╭──
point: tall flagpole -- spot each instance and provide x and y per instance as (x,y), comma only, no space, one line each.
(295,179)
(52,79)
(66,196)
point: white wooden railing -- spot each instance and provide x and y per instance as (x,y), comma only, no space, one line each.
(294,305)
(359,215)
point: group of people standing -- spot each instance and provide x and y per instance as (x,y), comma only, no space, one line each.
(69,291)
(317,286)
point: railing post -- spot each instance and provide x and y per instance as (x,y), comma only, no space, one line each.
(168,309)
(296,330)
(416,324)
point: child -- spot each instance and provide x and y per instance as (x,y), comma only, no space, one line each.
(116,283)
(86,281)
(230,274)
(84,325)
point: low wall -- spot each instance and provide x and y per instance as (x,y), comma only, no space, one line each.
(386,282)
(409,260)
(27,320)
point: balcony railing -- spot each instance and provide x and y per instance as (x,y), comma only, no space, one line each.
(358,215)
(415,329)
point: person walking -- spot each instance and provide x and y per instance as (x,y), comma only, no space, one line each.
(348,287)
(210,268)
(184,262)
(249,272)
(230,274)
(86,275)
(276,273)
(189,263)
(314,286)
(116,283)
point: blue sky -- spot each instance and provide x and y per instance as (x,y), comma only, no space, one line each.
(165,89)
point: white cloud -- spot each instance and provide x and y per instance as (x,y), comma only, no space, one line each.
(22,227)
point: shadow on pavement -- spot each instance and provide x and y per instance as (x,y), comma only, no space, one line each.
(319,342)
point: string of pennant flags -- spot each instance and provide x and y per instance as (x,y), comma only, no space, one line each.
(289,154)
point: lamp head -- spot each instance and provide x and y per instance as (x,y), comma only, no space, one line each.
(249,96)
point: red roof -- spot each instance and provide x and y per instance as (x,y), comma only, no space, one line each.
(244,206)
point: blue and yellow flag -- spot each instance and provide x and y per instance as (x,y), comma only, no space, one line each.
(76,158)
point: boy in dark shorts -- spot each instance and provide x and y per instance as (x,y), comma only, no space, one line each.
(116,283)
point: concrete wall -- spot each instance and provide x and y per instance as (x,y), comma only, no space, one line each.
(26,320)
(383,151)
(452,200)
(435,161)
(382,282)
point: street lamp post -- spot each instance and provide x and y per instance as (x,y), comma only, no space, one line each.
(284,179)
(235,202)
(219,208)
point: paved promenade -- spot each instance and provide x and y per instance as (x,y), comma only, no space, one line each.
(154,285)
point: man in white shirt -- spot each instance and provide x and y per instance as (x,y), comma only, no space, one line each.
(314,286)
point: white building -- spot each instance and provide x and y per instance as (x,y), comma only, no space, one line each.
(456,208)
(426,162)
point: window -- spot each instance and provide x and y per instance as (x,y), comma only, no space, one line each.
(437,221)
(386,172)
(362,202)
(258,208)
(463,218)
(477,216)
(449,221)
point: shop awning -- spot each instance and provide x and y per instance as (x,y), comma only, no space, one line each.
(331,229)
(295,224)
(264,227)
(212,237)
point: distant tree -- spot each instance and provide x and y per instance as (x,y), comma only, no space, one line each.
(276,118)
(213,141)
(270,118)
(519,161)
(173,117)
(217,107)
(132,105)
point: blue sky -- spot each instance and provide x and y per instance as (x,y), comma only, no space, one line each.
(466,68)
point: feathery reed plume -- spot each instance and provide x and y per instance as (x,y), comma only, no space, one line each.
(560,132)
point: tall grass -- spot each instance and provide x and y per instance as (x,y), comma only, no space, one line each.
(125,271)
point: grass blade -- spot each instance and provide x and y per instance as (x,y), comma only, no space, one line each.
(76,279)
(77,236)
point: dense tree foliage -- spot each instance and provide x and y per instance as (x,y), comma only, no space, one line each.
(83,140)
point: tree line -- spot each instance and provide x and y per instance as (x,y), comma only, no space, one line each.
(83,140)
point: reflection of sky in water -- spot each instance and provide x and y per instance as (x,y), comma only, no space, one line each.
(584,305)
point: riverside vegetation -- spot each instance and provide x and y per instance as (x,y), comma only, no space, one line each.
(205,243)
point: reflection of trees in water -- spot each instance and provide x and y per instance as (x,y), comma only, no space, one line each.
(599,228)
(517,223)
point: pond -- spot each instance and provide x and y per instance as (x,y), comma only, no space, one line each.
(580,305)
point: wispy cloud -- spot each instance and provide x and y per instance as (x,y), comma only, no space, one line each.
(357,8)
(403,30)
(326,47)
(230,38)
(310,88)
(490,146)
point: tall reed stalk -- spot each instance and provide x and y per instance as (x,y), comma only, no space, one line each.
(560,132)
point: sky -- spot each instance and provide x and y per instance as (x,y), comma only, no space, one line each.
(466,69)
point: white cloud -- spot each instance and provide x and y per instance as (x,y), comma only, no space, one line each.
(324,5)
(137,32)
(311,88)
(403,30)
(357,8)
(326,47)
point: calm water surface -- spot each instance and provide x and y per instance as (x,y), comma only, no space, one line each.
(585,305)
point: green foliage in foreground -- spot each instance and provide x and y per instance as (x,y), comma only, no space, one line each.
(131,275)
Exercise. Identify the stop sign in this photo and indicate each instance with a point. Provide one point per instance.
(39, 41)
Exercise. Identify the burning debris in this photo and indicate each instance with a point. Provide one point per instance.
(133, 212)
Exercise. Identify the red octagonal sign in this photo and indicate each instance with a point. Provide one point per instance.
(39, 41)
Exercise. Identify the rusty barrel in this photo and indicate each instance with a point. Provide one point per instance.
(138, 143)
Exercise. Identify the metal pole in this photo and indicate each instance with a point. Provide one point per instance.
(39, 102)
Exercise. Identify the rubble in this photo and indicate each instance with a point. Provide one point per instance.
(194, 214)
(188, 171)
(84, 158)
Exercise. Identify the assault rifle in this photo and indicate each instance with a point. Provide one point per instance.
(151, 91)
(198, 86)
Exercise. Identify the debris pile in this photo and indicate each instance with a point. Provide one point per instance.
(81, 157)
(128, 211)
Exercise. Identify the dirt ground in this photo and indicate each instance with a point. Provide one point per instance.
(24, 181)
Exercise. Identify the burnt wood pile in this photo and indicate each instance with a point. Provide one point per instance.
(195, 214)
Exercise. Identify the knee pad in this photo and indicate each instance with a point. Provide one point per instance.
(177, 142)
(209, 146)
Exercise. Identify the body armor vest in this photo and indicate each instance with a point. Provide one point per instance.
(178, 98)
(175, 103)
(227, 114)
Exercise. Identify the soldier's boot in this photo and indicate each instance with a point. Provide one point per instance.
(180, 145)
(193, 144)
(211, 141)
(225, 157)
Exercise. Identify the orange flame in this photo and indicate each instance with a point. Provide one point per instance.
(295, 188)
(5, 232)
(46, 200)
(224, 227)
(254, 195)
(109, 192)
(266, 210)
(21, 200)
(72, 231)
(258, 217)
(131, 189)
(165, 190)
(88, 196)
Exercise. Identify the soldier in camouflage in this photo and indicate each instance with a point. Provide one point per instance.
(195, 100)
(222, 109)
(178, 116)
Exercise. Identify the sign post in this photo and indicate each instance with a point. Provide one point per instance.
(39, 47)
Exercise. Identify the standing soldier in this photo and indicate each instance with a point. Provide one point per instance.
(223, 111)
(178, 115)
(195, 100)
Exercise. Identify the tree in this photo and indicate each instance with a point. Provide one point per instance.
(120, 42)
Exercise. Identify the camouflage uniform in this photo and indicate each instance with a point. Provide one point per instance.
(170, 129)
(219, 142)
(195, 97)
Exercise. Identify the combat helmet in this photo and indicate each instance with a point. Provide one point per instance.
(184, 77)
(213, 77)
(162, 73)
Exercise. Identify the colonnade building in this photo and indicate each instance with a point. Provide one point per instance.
╰──
→ TO DO: Could you copy out every record above exactly as it appears?

→ EXERCISE ANSWER:
point: tall flagpole -- spot each instance and provide x and y per instance as (x,y), comma only, no space, one line each.
(295,179)
(52,79)
(66,196)
point: white wooden railing -- spot each instance and provide x and y per instance as (x,y), comma only, no space, one line each.
(294,305)
(359,215)
point: group of people standing -- spot each instance and provide x and y per instance as (x,y), comma only, no space, one line each.
(69,291)
(317,286)
point: railing post -- spot each instance and provide x and y per instance as (x,y), comma only, no space, one line each.
(168,309)
(296,330)
(416,324)
point: child -- spot each instance and provide x and y per instance as (x,y), comma only, no space, one line each.
(116,283)
(86,281)
(230,274)
(84,325)
point: low wall -- spot each instance and provide x and y per instance as (x,y), comma only, no space, one line each.
(386,282)
(409,260)
(27,320)
point: balcony railing -- spot each instance and provide x and y per instance as (x,y), comma only, no space, one line each.
(358,215)
(415,329)
point: person walking -- spot each instance and provide x and y per instance as (x,y), comma only, no space, one line each.
(348,287)
(210,268)
(184,262)
(249,272)
(230,274)
(86,275)
(276,273)
(189,263)
(314,286)
(116,283)
point: blue sky -- spot each instance and provide x and y per instance as (x,y), comma only, no space, one line each.
(165,89)
point: white cloud -- spot each instance and provide x and y per instance as (x,y), comma only, no space, one line each.
(22,227)
point: shadow on pavement -- spot each instance and provide x and y per instance as (x,y), comma only, no space, one line each.
(319,342)
point: string of pennant flags -- spot each instance and provide x and y per instance as (x,y), comma only, no space, one line each.
(289,154)
point: lamp head -- spot each instance and provide x and y per instance as (x,y), comma only, no space, one line each.
(249,96)
point: red roof -- spot each instance and provide x and y per instance as (x,y), comma only, no space, one line each.
(244,206)
point: blue and yellow flag -- spot each instance and provide x and y per instance as (x,y), comma only, no space, one line each.
(76,158)
point: boy in dark shorts -- spot each instance and provide x and y per instance as (x,y), comma only, no space, one line each.
(116,283)
point: concrete wall -- spot each instance and provide x and y per instance as (x,y), comma only, no space, one line each.
(26,320)
(383,151)
(452,200)
(435,161)
(382,282)
point: street lamp post -- spot each instance and provide x and y per instance as (x,y), comma only, no space, one line each.
(284,179)
(235,202)
(219,208)
point: paved promenade -- spot each instance and provide x and y per instance as (x,y), comma only, no space, one line each.
(154,285)
point: man in white shirt -- spot each instance and provide x and y per instance as (x,y), comma only, no space, one line each.
(314,286)
point: white building -- spot each instance and provide x and y per instance as (x,y), comma only, no space, one line each.
(456,208)
(426,162)
point: window -- spot each instance and provide x and y per instance as (x,y), comma only, no space, one line each.
(437,221)
(386,172)
(362,202)
(258,208)
(463,218)
(477,216)
(449,221)
point: shop awning -- spot each instance and provide x and y per instance as (x,y), comma only, no space, one line each.
(331,229)
(295,224)
(264,227)
(212,237)
point: distant tree -- spot each instance and provide x and y per instance as (x,y), comma only, no space, one line each.
(276,118)
(213,141)
(270,118)
(519,161)
(173,117)
(217,107)
(132,105)
point: blue sky -- spot each instance and provide x and y per instance as (x,y), comma only, no space, one line each.
(466,68)
point: feathery reed plume -- spot each instance and provide x and y per instance as (x,y), comma only, no space, one line each.
(560,132)
point: tall grass -- spot each instance and provide x and y per instance as (x,y), comma only, no space, one line each.
(125,271)
point: grass blade -- spot each instance and provide x and y per instance as (x,y), comma only, no space, one line each.
(76,279)
(77,236)
point: dense tree foliage -- spot each instance and provide x and y per instance as (x,y), comma only, no space, one line each.
(83,140)
point: tree line -- spot each instance and provide x and y per instance as (x,y), comma only, no space, one line each.
(83,140)
point: reflection of sky in water -- spot each instance and provide x and y per instance as (x,y), comma only, no space, one line each.
(584,305)
point: riverside vegetation -- spot each instance and provide x and y per instance as (x,y), comma only, no space, one line each.
(205,243)
point: reflection of trees in water -- spot each instance and provide x and y per instance as (x,y), comma only, no space, one line each.
(599,228)
(517,223)
point: pond -- spot each instance and provide x and y per instance as (x,y), comma only, no space, one line each.
(580,305)
point: wispy cloud -- spot each instance and provide x and y per instance as (x,y), comma only, no space, one line each.
(357,8)
(403,30)
(326,47)
(230,38)
(310,88)
(490,146)
point: tall reed stalk -- spot each instance and provide x and y per instance as (x,y), comma only, no space, one line each.
(560,132)
point: sky -- spot each instance and provide x and y per instance as (x,y), comma only, no space, one line each.
(466,69)
point: white cloud -- spot each instance and provide x and y per instance as (x,y), comma only, no space, one line each.
(324,5)
(137,32)
(311,88)
(403,30)
(357,8)
(326,47)
point: calm water surface -- spot each instance and provide x and y per instance as (x,y), comma only, no space, one line each.
(585,305)
point: green foliage in foreground -- spot each instance and provide x and y per instance as (x,y), comma only, no space, one line each.
(131,275)
Exercise. Identify the stop sign in this photo and indicate each instance with a point. Provide one point per instance.
(39, 41)
Exercise. Identify the burning debris in this photo and indicate each instance with a point. Provide one point per instance.
(133, 212)
Exercise. Identify the red octagonal sign in this photo and indicate each instance with a point. Provide one point per instance.
(39, 41)
Exercise. Identify the rusty barrel in this photo and indicate each instance with a point. Provide one point per instance.
(138, 143)
Exercise. Identify the metal pole in this photo and indicate each instance with a point. Provide one point per instance.
(39, 102)
Exercise. Identify the rubble in this photo and indicate each instance with a point. Provide one point per instance.
(194, 214)
(188, 171)
(84, 158)
Exercise. Identify the assault rifle in this photo and indicate each instance with a point. Provide one point per instance.
(151, 91)
(198, 86)
Exercise. Identify the debris pile in this photo and indicate each instance with a point. Provide one point per instance.
(81, 157)
(128, 211)
Exercise. Identify the dirt ground in this photo and indicate each instance with a point. Provide one point per instance.
(24, 181)
Exercise. Identify the burnt wood pile in this photo and indicate each instance with a point. Provide one point per instance.
(195, 214)
Exercise. Identify the knee pad in this photo and indicate each instance with a point. Provide one point per instance.
(177, 142)
(209, 146)
Exercise. Identify the body armor vest in this photo and indicate each instance with a point. Provide one point per instance.
(178, 98)
(175, 103)
(227, 114)
Exercise. Identify the soldier's boot in this photo and indicate each instance with a point. Provide one point per instance.
(180, 145)
(193, 144)
(211, 141)
(225, 157)
Exercise. Identify the orange flame in this photo and indicate each instance with a point. Provide one point per instance.
(295, 188)
(5, 232)
(46, 200)
(224, 227)
(254, 195)
(109, 192)
(266, 210)
(21, 200)
(72, 231)
(258, 217)
(131, 189)
(165, 190)
(88, 196)
Exercise. Identify the soldier in camouflage in this photo and indicate each instance with a point. Provide one point per instance.
(195, 100)
(222, 109)
(178, 116)
Exercise. Identify the sign post in this photo and indicate each instance with a point. Provide one point per instance.
(39, 47)
Exercise. Identify the standing soldier in this photo and indicate each instance with a point. Provide one point per instance.
(223, 111)
(178, 115)
(195, 100)
Exercise. Identify the tree in this photo and indicate each instance with a point. Provide one point per instance.
(120, 42)
Exercise. Identify the camouflage uniform in this photo and indicate each instance with a point. Provide one point per instance.
(170, 129)
(219, 142)
(195, 97)
Exercise. Identify the combat helmet in this photo and indicate each instance with a point. Provide one point per instance.
(184, 77)
(213, 77)
(162, 73)
Exercise. Identify the colonnade building in this photo and indicate each instance with a point. Provide one point per instance.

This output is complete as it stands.